Data records

════════════════

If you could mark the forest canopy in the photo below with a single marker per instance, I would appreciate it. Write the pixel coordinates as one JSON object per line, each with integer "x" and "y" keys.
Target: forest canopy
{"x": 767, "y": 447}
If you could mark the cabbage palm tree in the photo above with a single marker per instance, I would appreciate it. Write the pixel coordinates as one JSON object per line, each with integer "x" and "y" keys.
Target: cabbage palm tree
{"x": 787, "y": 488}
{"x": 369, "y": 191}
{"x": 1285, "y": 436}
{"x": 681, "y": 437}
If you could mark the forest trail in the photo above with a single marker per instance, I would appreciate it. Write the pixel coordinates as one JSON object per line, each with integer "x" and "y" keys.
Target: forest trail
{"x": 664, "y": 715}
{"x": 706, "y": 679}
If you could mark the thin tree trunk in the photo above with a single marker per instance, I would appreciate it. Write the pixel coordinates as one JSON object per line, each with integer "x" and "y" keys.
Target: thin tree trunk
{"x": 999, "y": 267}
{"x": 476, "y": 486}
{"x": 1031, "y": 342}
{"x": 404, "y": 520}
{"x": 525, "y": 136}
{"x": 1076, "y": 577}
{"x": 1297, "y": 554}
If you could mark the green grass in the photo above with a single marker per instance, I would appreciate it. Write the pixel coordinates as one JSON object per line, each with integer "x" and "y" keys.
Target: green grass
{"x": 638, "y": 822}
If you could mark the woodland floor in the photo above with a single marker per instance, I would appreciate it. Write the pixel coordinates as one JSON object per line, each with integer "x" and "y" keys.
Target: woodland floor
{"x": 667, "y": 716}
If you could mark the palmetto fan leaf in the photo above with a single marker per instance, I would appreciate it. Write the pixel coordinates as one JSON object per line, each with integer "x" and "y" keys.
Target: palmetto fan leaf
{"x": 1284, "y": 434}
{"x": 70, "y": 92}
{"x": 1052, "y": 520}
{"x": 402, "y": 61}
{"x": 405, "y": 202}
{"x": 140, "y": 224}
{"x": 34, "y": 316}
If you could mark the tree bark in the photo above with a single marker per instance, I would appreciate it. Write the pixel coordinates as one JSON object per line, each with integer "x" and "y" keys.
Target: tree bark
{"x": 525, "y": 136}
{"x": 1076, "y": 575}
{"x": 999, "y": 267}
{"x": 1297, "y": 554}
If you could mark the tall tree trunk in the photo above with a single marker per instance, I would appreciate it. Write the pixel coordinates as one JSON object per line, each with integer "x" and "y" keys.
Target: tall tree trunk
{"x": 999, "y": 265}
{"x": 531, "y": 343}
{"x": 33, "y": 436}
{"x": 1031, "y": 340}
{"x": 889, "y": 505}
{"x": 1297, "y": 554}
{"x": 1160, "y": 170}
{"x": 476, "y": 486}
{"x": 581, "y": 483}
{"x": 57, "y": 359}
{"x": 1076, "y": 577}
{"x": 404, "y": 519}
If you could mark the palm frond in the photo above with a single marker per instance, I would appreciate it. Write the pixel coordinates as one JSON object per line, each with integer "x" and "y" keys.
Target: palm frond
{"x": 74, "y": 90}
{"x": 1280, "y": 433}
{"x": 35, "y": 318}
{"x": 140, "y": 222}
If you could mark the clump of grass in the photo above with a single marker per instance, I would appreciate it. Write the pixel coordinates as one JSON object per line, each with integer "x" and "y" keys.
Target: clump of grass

════════════════

Task details
Copy out the entire material exactly.

Written solution
If you could mark the forest canopy in the photo below with a single marker per instance, I would appreciate it. Write the pixel coordinates as one JSON object per line, each with integer "x" and "y" keys.
Target: forest canopy
{"x": 767, "y": 447}
If you could mark the cabbage palm tree in the photo above with a single marker per instance, I would appreciate it. Write the pixel coordinates as one JSON object per line, each with integer "x" and "y" keys.
Target: cabbage palm tree
{"x": 787, "y": 488}
{"x": 369, "y": 191}
{"x": 1285, "y": 436}
{"x": 681, "y": 437}
If you could mark the forest trail in the photo above with a single marker per instance, I would appreciate it. Write the pixel coordinates as one JSON object per line, each with integer "x" and "y" keys.
Target: forest trail
{"x": 664, "y": 715}
{"x": 706, "y": 679}
If you could mark the thin tree trunk in the photo above with a single marker per instance, I would appreciate it. Write the pixel coordinates as one JSON object per line, each with integer "x" and "y" keys.
Target: thin tree trunk
{"x": 999, "y": 267}
{"x": 476, "y": 486}
{"x": 1031, "y": 342}
{"x": 404, "y": 520}
{"x": 525, "y": 136}
{"x": 1076, "y": 577}
{"x": 1297, "y": 554}
If you could mark the green grass in the photo above with a single marker per instance, I would appreciate it. Write the pixel coordinates as one JSON object per line, each with integer "x" and "y" keys.
Target: green grass
{"x": 638, "y": 822}
If you could mark the woodland floor in the photo above with a single marker per instance, I would appreciate it. Write the pixel coordinates as one JSON object per line, each with integer "x" and "y" keys.
Target: woodland floor
{"x": 667, "y": 716}
If you could mark the palmetto fan leaf in the photo above with a single marker per instance, I would appreciate it. Write the pixel coordinates as one JSON object per line, each with integer "x" and "y" keys.
Target: palmetto fan leaf
{"x": 1284, "y": 434}
{"x": 70, "y": 92}
{"x": 1052, "y": 520}
{"x": 402, "y": 61}
{"x": 405, "y": 202}
{"x": 140, "y": 224}
{"x": 34, "y": 316}
If you could mark the tree bark in the photo above with a single marker per instance, I would appreciate it. Write the pixel coordinates as one JSON object per line, each with integer "x" and "y" keys.
Target: tree bark
{"x": 525, "y": 136}
{"x": 1076, "y": 575}
{"x": 999, "y": 267}
{"x": 1297, "y": 554}
If you could mark the tall tree trunk in the photo above with a single marker per instance, I would appreciate it. Write the pixel coordinates as one JSON object per line, each with integer "x" and "y" keys.
Target: tall tree trunk
{"x": 999, "y": 265}
{"x": 531, "y": 343}
{"x": 33, "y": 436}
{"x": 1031, "y": 340}
{"x": 889, "y": 505}
{"x": 1297, "y": 554}
{"x": 1160, "y": 170}
{"x": 476, "y": 486}
{"x": 581, "y": 483}
{"x": 57, "y": 359}
{"x": 1076, "y": 577}
{"x": 404, "y": 519}
If you could mark the palm frond in the photo above with a single marker per instance, I would appreciate it. Write the pixel coordinates as one JSON object per line, each with integer "x" and "y" keys.
Target: palm frond
{"x": 74, "y": 90}
{"x": 1280, "y": 433}
{"x": 35, "y": 318}
{"x": 140, "y": 222}
If you could mark the clump of grass in the photo above with a single marker per instance, I would appreciate it. Write the pixel coordinates as one JSON object per line, each with integer "x" and "y" keys.
Target: clump of grass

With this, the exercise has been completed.